◆ Source data:
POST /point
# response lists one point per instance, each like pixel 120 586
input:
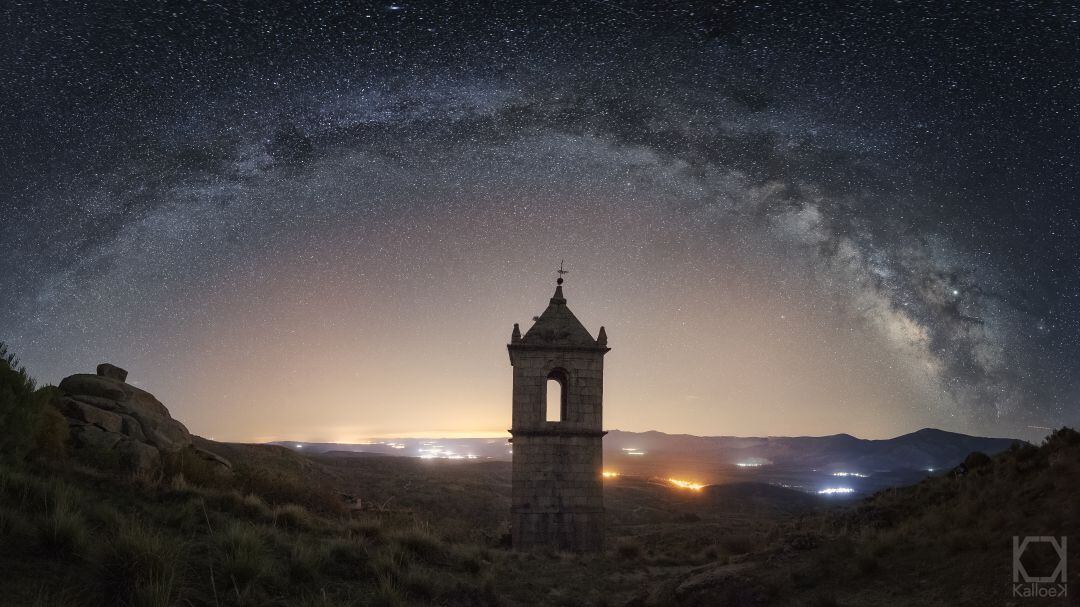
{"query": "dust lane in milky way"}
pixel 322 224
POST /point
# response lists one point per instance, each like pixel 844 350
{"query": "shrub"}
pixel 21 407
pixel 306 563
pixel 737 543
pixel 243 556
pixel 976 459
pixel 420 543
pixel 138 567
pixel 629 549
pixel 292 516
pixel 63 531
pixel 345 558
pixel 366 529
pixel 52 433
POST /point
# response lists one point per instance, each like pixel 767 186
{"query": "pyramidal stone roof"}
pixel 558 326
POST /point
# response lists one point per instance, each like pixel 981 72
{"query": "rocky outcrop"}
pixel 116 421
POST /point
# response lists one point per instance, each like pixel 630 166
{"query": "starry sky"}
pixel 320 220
---
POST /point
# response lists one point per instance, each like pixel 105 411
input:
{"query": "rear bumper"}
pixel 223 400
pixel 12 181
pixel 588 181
...
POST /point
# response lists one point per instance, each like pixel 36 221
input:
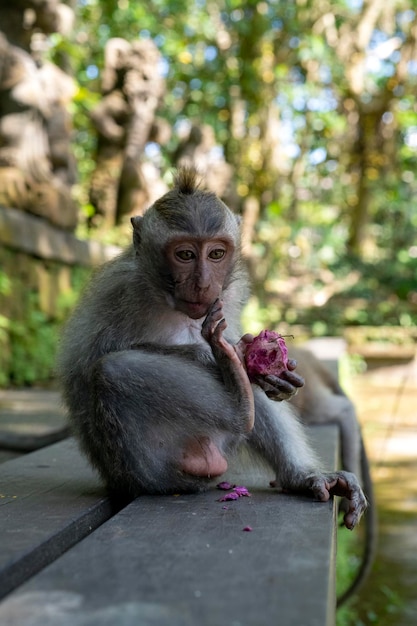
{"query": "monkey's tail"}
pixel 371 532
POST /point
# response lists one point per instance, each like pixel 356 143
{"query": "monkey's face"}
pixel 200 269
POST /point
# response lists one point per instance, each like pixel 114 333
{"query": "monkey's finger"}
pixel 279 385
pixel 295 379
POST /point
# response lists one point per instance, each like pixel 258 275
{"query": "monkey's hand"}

◆ Work request: Return all lines from the entries that contain the string "lists".

◆ Expected answer:
# response lists one point per instance, each like pixel 120 586
# response lists one point per instance, each like pixel 844 350
# response lists one point per instance, each like pixel 767 186
# response lists one point per instance, each like pixel 981 72
# response lists one point per instance, each like pixel 630 166
# response lists one point per instance, each like pixel 105 411
# response lists one point per instance, each like pixel 36 221
# response lists one point per instance, each like pixel 356 143
# response lists one point per instance, each like pixel 114 333
# response lists one point per instance, each like pixel 258 275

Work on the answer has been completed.